A full, exact copy of the records below is the required answer.

Extracted information Block Start

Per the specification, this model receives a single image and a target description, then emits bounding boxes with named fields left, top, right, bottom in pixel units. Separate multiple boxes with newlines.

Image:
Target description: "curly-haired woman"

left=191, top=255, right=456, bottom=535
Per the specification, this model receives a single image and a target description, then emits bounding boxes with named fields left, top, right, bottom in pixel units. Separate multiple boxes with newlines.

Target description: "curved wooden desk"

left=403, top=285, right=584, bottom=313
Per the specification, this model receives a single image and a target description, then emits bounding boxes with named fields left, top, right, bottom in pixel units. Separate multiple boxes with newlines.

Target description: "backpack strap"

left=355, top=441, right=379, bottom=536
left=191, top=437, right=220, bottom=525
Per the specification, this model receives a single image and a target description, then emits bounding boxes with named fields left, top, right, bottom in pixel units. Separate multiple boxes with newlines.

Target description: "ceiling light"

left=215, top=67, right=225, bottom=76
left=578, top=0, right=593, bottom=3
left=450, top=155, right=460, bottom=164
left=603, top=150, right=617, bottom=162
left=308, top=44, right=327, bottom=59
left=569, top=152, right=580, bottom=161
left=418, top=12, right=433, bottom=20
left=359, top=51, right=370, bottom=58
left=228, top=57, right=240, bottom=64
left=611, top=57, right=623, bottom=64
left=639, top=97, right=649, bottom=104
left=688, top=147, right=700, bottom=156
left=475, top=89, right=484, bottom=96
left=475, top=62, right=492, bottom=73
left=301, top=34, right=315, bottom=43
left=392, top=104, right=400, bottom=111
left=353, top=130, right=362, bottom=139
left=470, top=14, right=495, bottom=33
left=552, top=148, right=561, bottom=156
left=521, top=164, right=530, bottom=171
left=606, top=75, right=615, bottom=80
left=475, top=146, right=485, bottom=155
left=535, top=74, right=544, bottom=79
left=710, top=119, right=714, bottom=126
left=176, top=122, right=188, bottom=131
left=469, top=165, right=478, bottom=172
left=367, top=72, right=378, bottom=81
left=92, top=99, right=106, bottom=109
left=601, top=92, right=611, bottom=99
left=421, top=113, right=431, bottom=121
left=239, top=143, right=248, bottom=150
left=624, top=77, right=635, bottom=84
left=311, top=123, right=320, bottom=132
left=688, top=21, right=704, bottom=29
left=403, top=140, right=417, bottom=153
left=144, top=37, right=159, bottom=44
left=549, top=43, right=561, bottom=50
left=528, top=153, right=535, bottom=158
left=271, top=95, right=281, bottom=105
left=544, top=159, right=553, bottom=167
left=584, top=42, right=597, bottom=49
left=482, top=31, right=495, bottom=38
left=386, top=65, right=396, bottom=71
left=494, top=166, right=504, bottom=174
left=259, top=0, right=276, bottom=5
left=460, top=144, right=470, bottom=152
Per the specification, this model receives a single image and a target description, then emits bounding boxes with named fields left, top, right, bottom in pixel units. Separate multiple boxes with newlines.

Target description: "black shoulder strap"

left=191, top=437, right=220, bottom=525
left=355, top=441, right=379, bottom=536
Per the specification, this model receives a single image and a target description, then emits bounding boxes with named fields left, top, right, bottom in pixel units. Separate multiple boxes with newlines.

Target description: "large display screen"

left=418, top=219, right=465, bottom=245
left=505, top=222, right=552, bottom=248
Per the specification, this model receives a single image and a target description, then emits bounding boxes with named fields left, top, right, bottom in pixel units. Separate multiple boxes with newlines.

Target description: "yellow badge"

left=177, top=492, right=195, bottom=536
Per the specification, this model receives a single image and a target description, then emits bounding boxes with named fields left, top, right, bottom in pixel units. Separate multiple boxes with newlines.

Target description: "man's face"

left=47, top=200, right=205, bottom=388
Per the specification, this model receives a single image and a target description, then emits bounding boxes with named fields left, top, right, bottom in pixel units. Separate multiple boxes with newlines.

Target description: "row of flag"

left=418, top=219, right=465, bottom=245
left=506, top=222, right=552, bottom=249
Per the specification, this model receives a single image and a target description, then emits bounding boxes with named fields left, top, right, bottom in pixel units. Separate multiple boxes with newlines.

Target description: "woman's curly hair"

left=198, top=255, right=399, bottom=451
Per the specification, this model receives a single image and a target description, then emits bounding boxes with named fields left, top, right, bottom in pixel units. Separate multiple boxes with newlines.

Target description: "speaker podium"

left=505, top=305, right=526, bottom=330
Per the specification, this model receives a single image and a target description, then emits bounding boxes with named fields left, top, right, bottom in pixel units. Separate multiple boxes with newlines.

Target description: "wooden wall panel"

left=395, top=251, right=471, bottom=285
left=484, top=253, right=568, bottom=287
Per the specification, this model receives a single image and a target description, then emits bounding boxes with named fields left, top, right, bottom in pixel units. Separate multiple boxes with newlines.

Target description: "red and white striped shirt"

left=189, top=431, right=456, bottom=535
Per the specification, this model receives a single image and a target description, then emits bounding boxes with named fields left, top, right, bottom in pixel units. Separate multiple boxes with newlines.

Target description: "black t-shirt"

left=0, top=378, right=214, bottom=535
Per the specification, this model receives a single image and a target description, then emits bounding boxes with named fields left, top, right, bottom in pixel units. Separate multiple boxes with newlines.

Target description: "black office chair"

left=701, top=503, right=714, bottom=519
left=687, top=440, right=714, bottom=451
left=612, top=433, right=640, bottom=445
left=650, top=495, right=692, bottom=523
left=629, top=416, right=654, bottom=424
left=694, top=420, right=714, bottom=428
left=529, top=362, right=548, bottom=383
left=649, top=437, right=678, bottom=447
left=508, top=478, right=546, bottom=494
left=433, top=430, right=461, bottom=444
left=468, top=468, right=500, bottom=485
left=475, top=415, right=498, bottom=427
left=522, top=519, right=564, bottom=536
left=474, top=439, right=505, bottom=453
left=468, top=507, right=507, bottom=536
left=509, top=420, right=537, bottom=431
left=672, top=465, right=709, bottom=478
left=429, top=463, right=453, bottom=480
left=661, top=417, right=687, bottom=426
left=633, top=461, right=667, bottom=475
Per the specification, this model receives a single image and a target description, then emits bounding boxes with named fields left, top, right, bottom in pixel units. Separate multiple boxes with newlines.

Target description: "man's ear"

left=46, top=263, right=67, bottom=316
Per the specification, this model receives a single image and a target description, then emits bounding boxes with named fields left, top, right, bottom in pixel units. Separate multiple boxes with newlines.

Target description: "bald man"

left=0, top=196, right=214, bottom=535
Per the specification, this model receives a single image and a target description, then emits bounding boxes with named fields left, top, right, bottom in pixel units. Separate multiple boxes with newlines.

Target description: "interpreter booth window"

Extracted information Block End

## Problem solution
Per the specification, this model receives a single image and a target description, then emits bounding boxes with named fields left, top, right, bottom in pixel units. Separate multiple boxes with newlines.

Image:
Target description: "curly-haired woman"

left=191, top=255, right=456, bottom=535
Per the specification, this model receives a single image and a target description, then emits bounding boxes with named fields left, top, right, bottom in pixel units. Separate multiple boxes with newlines.

Target description: "curved wooden desk"

left=403, top=285, right=584, bottom=313
Per the specification, this model receives a single image and a target description, then emits bounding boxes with named fields left, top, right, bottom in pixel units. Separate multiple boxes with newlines.

Target description: "backpack strap"

left=355, top=441, right=379, bottom=536
left=191, top=437, right=220, bottom=525
Per the specification, this model receives a single image and a target description, then emits bounding boxes with named fields left, top, right, bottom in pixel units. Separate multiple boxes with newlines.

Target description: "ceiling light"

left=215, top=67, right=225, bottom=76
left=578, top=0, right=593, bottom=3
left=450, top=155, right=460, bottom=164
left=603, top=150, right=617, bottom=162
left=308, top=44, right=327, bottom=59
left=569, top=152, right=580, bottom=161
left=418, top=12, right=433, bottom=20
left=359, top=51, right=370, bottom=58
left=228, top=57, right=240, bottom=64
left=611, top=57, right=623, bottom=64
left=639, top=97, right=649, bottom=104
left=688, top=147, right=700, bottom=156
left=475, top=89, right=484, bottom=96
left=475, top=62, right=492, bottom=73
left=301, top=34, right=315, bottom=43
left=392, top=104, right=400, bottom=111
left=353, top=130, right=362, bottom=139
left=470, top=14, right=495, bottom=33
left=552, top=148, right=561, bottom=156
left=521, top=164, right=530, bottom=171
left=606, top=75, right=615, bottom=80
left=475, top=146, right=485, bottom=155
left=535, top=74, right=544, bottom=79
left=710, top=119, right=714, bottom=126
left=176, top=122, right=188, bottom=131
left=469, top=165, right=478, bottom=172
left=367, top=72, right=378, bottom=81
left=92, top=99, right=106, bottom=109
left=601, top=92, right=611, bottom=99
left=421, top=113, right=431, bottom=121
left=239, top=143, right=248, bottom=150
left=624, top=77, right=635, bottom=84
left=311, top=123, right=320, bottom=132
left=688, top=21, right=704, bottom=29
left=403, top=140, right=417, bottom=153
left=144, top=37, right=159, bottom=44
left=549, top=43, right=561, bottom=50
left=528, top=153, right=535, bottom=158
left=271, top=95, right=281, bottom=105
left=544, top=159, right=553, bottom=167
left=584, top=42, right=597, bottom=49
left=482, top=31, right=495, bottom=38
left=386, top=65, right=396, bottom=71
left=494, top=166, right=504, bottom=174
left=259, top=0, right=276, bottom=5
left=460, top=144, right=470, bottom=152
Per the specification, this model receives a single image and a target description, then emits bounding boxes with named fields left, top, right, bottom in pixel units. Separate multiple boxes with newlines.

Target description: "black shoulder strap"

left=191, top=437, right=220, bottom=525
left=355, top=441, right=379, bottom=536
Per the specification, this model receives a single image and a target description, then emits bounding boxes with named fields left, top, right, bottom in pixel units. Separate multiple boxes with newlines.

Target description: "large display screen"

left=418, top=219, right=465, bottom=245
left=505, top=222, right=552, bottom=248
Per the specification, this model receives a single image and a target description, then emits bounding boxes with named fields left, top, right, bottom in pixel units. Separate multiple boxes with newlines.

Target description: "yellow badge"

left=177, top=492, right=195, bottom=536
Per the specification, this model receives a single image and a target description, then emits bounding boxes with named fields left, top, right, bottom in pixel units. Separate multiple boxes with newlines.

Target description: "man's face"

left=47, top=200, right=205, bottom=388
Per the specification, this model receives a single image and a target description, then emits bounding boxes with named fields left, top, right, bottom in pixel units. Separate multiple boxes with newlines.

Target description: "row of flag"

left=418, top=219, right=465, bottom=245
left=506, top=222, right=552, bottom=249
Per the specification, this model receives a single image and a target description, then emits bounding boxes with named fields left, top, right, bottom in pixel units. Separate multiple boxes with newlines.

Target description: "woman's curly hair"

left=198, top=255, right=399, bottom=451
Per the specification, this model receives a single image and a target description, then emits bounding boxes with named fields left, top, right, bottom in pixel units. Separate multiple boxes with newlines.

Target description: "speaker podium"

left=505, top=305, right=526, bottom=330
Per the specification, this model receives a single image and a target description, then emits bounding boxes with named fields left, top, right, bottom in pixel units. Separate multiple boxes with newlines.

Target description: "wooden wall panel"

left=395, top=251, right=471, bottom=285
left=484, top=253, right=568, bottom=287
Per the specification, this model receives a single image and a target description, then emits bounding boxes with named fields left, top, right, bottom in pixel units. Separate multiple boxes with newlines.

Target description: "red and white striped shirt"

left=189, top=431, right=456, bottom=535
Per the specification, this model receives a single image and a target description, then emits bounding boxes with named fields left, top, right, bottom in pixel units. Separate multiple boxes with newlines.

Target description: "black t-shirt"

left=0, top=378, right=214, bottom=535
Per the specification, this model receives a single image and a target description, then emits bounding boxes with named fields left, top, right, bottom in pixel units. Separate multiple boxes with newlines.

Target description: "black office chair"

left=701, top=503, right=714, bottom=519
left=687, top=440, right=714, bottom=451
left=612, top=433, right=640, bottom=445
left=650, top=495, right=692, bottom=523
left=629, top=416, right=654, bottom=424
left=694, top=420, right=714, bottom=428
left=529, top=362, right=548, bottom=383
left=649, top=437, right=678, bottom=447
left=508, top=478, right=546, bottom=494
left=433, top=430, right=461, bottom=444
left=468, top=468, right=500, bottom=485
left=475, top=415, right=498, bottom=427
left=522, top=519, right=564, bottom=536
left=474, top=439, right=505, bottom=453
left=468, top=507, right=507, bottom=536
left=509, top=420, right=537, bottom=431
left=672, top=465, right=709, bottom=478
left=429, top=463, right=453, bottom=480
left=661, top=417, right=687, bottom=426
left=633, top=461, right=667, bottom=475
Per the specification, this model receives a single image and a target description, then emits bounding boxes with named fields left, top, right, bottom in pixel units. Separate multiple boxes with newlines.

Target description: "man's ear"

left=46, top=263, right=67, bottom=316
Per the specification, this model receives a single image and a target description, then emits bounding boxes with named fields left, top, right, bottom in pixel units. Separate multiple boxes with newlines.

Target description: "bald man"

left=0, top=196, right=214, bottom=535
Per the specification, this model receives a single image and a target description, then emits bounding boxes with named fields left, top, right, bottom in pixel units. Separate multiple boxes with newlines.

Target description: "interpreter booth window"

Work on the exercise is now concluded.